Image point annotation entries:
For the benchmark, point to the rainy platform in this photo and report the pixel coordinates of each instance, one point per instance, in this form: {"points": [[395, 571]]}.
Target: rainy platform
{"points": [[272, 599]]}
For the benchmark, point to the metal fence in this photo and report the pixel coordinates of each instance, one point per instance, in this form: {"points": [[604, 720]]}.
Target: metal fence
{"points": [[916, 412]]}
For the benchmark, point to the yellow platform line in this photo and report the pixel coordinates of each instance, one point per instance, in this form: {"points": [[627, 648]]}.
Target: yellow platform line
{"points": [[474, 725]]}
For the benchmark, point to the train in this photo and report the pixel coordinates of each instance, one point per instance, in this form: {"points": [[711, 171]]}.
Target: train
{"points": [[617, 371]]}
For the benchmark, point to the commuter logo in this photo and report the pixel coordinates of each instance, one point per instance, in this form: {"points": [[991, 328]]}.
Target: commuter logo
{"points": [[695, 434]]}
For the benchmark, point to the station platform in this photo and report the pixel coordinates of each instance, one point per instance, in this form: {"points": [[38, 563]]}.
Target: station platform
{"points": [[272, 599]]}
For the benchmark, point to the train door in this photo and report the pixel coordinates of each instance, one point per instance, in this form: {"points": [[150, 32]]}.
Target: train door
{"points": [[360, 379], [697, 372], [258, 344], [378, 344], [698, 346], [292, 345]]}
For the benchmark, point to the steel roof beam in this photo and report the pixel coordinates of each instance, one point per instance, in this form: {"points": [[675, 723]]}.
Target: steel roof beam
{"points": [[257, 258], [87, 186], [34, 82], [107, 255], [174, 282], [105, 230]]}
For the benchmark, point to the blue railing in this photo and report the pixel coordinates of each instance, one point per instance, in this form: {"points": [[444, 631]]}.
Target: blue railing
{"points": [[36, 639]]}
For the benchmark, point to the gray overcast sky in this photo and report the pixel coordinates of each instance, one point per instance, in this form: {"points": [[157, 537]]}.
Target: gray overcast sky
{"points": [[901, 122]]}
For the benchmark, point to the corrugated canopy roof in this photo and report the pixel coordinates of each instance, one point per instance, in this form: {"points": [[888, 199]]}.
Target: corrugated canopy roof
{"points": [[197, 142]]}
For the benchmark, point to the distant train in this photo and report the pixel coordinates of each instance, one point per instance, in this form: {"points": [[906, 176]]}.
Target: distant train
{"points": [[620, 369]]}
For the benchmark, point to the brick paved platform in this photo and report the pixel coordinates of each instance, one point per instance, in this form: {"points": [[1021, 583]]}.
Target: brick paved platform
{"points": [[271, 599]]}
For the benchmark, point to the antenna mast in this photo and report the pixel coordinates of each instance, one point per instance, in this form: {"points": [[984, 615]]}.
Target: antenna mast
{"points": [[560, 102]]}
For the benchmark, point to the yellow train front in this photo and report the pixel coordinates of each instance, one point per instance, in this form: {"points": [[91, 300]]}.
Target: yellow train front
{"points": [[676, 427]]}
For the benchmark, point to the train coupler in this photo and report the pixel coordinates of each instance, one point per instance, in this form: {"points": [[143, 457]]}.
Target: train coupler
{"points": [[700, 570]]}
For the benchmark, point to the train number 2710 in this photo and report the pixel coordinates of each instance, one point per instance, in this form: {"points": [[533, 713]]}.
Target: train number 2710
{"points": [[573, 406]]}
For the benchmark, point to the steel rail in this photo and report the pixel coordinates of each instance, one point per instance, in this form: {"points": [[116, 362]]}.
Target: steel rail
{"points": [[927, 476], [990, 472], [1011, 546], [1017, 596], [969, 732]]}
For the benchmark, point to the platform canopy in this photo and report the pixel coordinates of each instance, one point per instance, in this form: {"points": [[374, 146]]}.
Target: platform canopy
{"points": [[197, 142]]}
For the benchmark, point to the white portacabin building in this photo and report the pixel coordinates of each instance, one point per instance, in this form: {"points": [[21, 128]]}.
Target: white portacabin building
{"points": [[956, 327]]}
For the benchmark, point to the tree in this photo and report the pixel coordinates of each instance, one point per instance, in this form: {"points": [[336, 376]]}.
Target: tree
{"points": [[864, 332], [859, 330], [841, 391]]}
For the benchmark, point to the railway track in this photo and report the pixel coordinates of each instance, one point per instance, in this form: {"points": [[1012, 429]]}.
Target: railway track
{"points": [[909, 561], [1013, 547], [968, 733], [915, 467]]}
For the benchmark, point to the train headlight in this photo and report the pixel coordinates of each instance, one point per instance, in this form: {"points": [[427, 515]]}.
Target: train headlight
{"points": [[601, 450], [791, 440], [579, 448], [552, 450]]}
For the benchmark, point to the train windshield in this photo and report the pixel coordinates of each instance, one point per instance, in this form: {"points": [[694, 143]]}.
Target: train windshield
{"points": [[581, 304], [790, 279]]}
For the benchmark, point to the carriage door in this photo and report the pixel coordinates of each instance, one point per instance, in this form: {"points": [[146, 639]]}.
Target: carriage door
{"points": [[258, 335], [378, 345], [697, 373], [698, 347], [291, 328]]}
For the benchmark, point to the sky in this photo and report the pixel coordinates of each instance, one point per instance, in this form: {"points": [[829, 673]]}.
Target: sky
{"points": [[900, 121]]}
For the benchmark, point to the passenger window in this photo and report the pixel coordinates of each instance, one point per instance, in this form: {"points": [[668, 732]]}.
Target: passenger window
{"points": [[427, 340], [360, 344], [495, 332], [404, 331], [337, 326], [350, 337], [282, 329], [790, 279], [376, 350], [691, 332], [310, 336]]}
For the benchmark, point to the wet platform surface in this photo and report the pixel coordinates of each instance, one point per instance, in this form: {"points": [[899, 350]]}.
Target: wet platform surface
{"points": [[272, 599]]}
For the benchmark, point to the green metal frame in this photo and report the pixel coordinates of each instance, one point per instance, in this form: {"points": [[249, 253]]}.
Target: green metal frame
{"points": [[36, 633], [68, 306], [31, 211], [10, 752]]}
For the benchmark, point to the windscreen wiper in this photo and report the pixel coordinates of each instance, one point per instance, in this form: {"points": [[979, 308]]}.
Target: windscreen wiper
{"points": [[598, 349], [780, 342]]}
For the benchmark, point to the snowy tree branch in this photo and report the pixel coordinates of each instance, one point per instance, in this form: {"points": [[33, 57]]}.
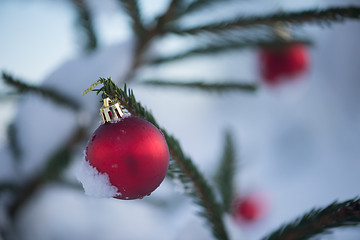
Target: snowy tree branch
{"points": [[190, 176]]}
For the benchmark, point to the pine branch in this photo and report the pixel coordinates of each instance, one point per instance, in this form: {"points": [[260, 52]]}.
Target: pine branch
{"points": [[219, 87], [227, 45], [178, 9], [189, 175], [324, 16], [226, 173], [84, 21], [133, 11], [319, 221], [171, 13], [47, 93], [13, 141]]}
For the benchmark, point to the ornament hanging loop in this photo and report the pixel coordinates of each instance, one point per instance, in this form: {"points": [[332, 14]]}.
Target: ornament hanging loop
{"points": [[110, 111]]}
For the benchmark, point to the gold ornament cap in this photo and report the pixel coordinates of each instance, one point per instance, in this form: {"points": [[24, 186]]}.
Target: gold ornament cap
{"points": [[110, 111]]}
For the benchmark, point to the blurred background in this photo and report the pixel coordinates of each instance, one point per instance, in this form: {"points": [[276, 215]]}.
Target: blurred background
{"points": [[296, 144]]}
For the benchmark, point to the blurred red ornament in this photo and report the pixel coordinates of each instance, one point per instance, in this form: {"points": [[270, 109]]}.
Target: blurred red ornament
{"points": [[249, 208], [283, 62], [133, 153]]}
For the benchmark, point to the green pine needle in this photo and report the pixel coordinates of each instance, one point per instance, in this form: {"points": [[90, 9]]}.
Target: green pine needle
{"points": [[219, 87], [13, 141], [182, 166], [224, 45], [324, 16], [47, 93], [226, 172], [319, 221]]}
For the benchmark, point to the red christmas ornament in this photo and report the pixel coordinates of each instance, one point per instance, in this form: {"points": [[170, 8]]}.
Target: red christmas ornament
{"points": [[249, 208], [130, 150], [282, 62]]}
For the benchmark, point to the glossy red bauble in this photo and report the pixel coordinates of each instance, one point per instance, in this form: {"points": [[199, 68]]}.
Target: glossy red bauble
{"points": [[283, 62], [133, 153], [249, 208]]}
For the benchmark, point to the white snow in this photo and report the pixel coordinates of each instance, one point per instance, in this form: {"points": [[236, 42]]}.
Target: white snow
{"points": [[95, 184], [303, 151]]}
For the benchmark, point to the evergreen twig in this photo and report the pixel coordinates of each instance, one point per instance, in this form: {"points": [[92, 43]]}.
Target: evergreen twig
{"points": [[48, 93], [323, 16], [133, 11], [85, 22], [219, 87], [226, 173], [14, 145], [189, 175], [320, 220], [226, 46]]}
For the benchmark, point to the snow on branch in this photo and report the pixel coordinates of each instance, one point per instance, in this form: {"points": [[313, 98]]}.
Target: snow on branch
{"points": [[182, 165]]}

• EXERCISE OBJECTIVE: Copy exactly, and only, the lines from the one containing "For the benchmark, point to the white snow" through the last line of the listing.

• TASK SOLUTION:
For the benchmark, point to the white snow in this photo and report the pixel coordinates of each instance, one point per instance, in this form: {"points": [[236, 42]]}.
Target: white snow
{"points": [[95, 184], [303, 151]]}
For the benchmark, point to the evergreen twig in this photo and report the pixel coordinates of each instance, one point per instance, in this form: {"points": [[92, 43]]}.
Target: evergreen twig
{"points": [[48, 93], [323, 16], [133, 11], [85, 22], [219, 87], [226, 173], [14, 145], [189, 175], [320, 220], [226, 46]]}
For the benchmark, point to the snow on branch in this photo and report the pixel coordinates of each instance, one point per instance, in this form: {"points": [[313, 98]]}.
Target: snow on branch
{"points": [[182, 165]]}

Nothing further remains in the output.